Short problem: Leave out the pictures and copy everything else below exactly.

= = = = = = =

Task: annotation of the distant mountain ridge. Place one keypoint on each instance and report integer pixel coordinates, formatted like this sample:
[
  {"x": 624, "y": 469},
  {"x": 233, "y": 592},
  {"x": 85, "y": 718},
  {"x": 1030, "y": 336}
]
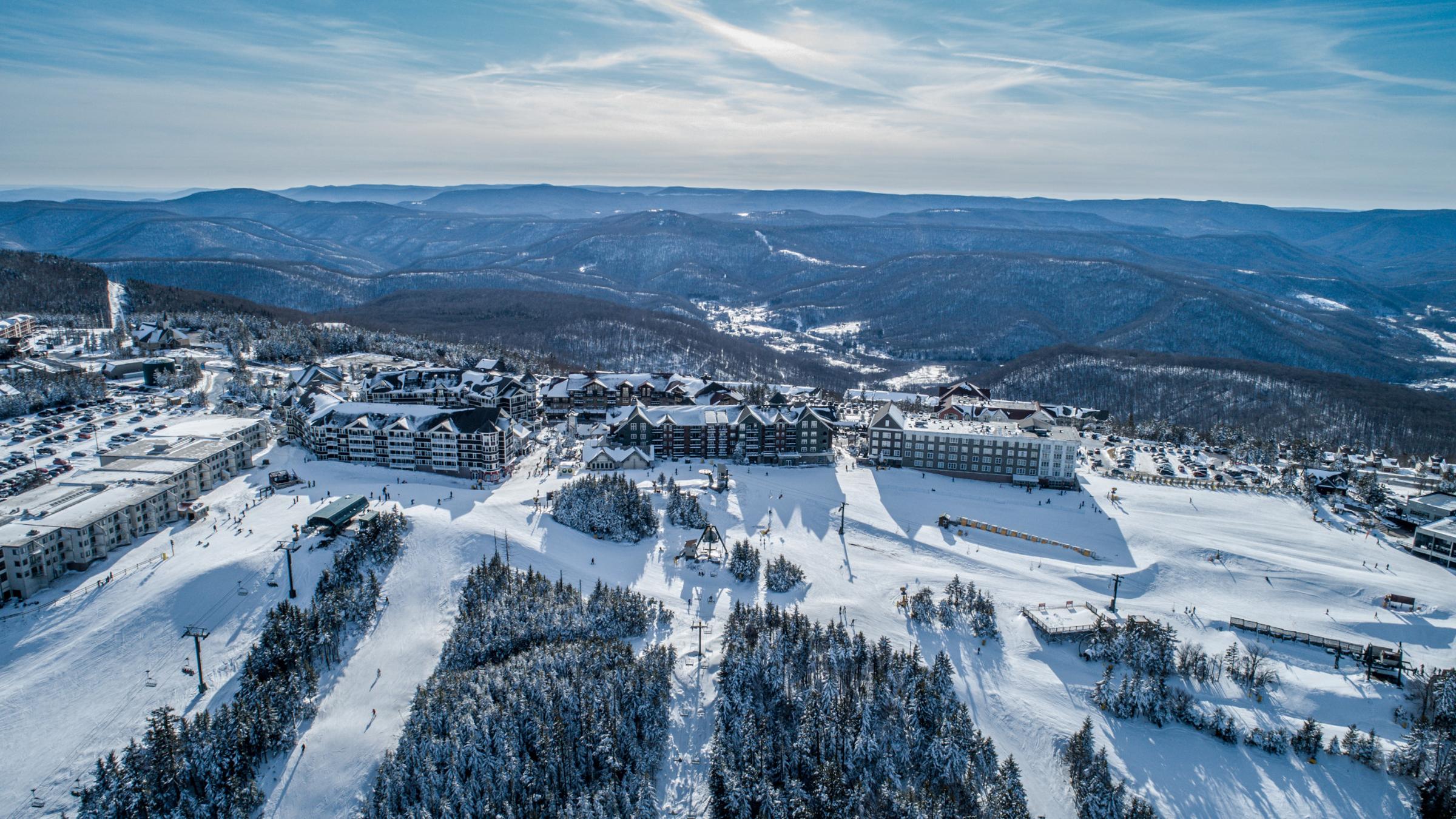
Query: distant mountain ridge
[{"x": 962, "y": 280}]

= = = = = = =

Solved problem:
Task: annotation of the distant mountain ridge. Place one keypoint on each instance and report integer pixel coordinates, formatted like this sample:
[
  {"x": 624, "y": 469},
  {"x": 233, "y": 592},
  {"x": 85, "y": 718},
  {"x": 1030, "y": 336}
]
Query: distant mountain ridge
[{"x": 962, "y": 280}]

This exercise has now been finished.